* GOAL *
Rewrite the items below, changing every "one point per instance" to "a single point for each instance" and leaving everything else as it is.

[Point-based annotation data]

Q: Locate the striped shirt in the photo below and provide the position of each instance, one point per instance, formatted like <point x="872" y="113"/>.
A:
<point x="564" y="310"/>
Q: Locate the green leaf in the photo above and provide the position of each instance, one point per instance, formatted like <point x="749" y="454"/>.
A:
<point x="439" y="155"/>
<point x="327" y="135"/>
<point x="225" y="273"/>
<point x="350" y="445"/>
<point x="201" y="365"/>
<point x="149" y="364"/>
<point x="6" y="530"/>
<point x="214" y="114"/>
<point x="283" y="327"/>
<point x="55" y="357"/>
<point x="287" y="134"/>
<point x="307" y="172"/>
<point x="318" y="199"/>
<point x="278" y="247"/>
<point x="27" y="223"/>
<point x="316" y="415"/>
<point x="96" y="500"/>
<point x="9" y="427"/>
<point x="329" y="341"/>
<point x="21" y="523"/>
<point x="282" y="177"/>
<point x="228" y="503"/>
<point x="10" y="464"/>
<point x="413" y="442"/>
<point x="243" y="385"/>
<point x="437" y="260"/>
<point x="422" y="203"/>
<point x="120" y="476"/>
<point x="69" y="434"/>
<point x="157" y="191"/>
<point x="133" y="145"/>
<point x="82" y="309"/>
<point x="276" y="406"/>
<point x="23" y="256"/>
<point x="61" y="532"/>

* RESPONSE TO THE EXERCISE *
Q: Locate the striped shirt in the photo below and provide the position of each instance, a single point for each instance, formatted like <point x="872" y="113"/>.
A:
<point x="564" y="310"/>
Q: Locate the green leaf in the photo above and provide the position of each instance, a single point for each instance, formatted like <point x="749" y="454"/>.
A:
<point x="439" y="155"/>
<point x="327" y="135"/>
<point x="225" y="273"/>
<point x="350" y="445"/>
<point x="201" y="365"/>
<point x="149" y="364"/>
<point x="6" y="530"/>
<point x="214" y="114"/>
<point x="283" y="327"/>
<point x="55" y="357"/>
<point x="287" y="134"/>
<point x="307" y="172"/>
<point x="318" y="199"/>
<point x="278" y="247"/>
<point x="27" y="223"/>
<point x="316" y="415"/>
<point x="96" y="500"/>
<point x="9" y="427"/>
<point x="329" y="341"/>
<point x="21" y="523"/>
<point x="282" y="177"/>
<point x="228" y="503"/>
<point x="10" y="464"/>
<point x="413" y="442"/>
<point x="243" y="385"/>
<point x="437" y="260"/>
<point x="422" y="203"/>
<point x="120" y="476"/>
<point x="69" y="434"/>
<point x="157" y="191"/>
<point x="133" y="145"/>
<point x="82" y="309"/>
<point x="276" y="406"/>
<point x="23" y="256"/>
<point x="61" y="532"/>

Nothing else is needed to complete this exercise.